◆ Exercise prompt ◆
Pull out each line in the items below that contains the word "dress", and copy those lines unchanged.

◆ Exercise materials ◆
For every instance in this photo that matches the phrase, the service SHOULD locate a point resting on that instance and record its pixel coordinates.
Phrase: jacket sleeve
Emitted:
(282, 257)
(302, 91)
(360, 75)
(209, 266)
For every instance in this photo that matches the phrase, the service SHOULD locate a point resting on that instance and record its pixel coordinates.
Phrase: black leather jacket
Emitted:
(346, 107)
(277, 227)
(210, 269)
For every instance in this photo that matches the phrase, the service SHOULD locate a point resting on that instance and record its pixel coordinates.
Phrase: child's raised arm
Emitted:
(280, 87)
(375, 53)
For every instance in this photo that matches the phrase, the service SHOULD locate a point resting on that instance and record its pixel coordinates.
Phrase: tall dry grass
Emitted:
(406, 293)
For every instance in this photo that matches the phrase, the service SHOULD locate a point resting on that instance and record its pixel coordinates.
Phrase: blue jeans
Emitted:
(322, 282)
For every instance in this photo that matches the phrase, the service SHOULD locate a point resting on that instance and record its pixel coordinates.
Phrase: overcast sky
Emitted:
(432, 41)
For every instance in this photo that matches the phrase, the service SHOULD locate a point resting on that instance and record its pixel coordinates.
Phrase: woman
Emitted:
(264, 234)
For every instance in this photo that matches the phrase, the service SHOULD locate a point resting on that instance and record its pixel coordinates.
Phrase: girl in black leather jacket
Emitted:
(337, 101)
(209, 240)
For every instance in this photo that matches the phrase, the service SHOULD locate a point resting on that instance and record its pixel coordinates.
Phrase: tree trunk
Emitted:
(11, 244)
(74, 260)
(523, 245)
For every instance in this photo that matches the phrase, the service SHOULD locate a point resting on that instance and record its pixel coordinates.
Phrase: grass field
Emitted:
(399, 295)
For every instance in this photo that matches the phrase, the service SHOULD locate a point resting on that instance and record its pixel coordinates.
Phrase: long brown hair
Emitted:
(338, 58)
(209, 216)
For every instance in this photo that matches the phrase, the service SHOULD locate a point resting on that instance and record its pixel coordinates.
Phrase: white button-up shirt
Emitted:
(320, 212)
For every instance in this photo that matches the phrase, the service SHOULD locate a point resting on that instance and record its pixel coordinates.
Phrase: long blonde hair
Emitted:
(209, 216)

...

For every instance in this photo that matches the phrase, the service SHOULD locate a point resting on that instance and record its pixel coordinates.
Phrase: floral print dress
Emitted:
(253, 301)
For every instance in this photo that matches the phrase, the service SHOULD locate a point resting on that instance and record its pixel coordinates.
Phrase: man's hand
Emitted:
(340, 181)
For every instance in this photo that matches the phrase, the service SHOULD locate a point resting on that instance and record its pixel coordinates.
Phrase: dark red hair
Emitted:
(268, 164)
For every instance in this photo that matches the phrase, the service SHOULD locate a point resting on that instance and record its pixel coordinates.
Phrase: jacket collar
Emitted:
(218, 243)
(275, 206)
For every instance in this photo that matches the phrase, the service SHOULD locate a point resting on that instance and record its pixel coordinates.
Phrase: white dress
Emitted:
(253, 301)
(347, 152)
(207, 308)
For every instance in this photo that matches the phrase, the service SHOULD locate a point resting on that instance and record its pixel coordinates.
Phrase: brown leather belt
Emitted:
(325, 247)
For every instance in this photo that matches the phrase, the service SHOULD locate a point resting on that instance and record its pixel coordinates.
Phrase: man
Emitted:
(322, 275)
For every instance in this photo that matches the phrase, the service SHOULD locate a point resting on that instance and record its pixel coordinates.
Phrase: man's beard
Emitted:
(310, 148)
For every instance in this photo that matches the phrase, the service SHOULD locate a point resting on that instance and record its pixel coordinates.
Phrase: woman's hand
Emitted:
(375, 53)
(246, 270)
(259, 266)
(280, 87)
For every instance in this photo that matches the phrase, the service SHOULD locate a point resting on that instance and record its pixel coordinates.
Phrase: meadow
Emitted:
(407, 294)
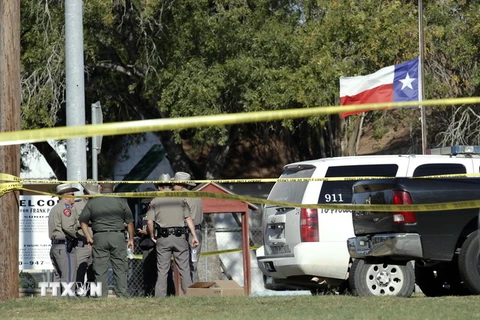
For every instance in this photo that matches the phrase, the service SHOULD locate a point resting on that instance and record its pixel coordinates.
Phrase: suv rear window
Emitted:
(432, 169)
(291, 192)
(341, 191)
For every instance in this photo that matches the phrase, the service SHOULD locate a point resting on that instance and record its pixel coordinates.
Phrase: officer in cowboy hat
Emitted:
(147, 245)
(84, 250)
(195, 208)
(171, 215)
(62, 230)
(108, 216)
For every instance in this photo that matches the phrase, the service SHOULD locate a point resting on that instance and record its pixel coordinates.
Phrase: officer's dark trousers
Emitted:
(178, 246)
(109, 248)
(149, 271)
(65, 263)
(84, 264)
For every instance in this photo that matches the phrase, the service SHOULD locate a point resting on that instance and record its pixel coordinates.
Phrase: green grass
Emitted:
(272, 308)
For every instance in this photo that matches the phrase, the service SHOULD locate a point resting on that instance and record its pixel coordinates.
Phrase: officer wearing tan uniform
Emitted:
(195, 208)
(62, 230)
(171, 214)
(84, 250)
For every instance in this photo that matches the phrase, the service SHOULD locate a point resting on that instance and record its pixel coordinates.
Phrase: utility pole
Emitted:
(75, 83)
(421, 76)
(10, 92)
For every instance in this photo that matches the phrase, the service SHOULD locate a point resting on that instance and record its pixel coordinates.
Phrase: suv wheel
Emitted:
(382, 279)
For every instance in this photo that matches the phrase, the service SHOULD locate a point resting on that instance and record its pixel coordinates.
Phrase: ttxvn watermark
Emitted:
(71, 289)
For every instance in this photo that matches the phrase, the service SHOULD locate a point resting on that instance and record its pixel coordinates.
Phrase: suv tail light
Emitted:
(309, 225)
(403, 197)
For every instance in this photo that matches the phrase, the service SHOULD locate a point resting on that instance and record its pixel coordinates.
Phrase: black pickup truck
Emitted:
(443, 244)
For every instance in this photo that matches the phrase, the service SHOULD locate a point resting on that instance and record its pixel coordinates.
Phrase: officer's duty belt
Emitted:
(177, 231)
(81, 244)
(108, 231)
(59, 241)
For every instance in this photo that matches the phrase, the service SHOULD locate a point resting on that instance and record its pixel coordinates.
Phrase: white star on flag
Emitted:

◆ Result ◆
Phrase: floral print dress
Phrase: white dress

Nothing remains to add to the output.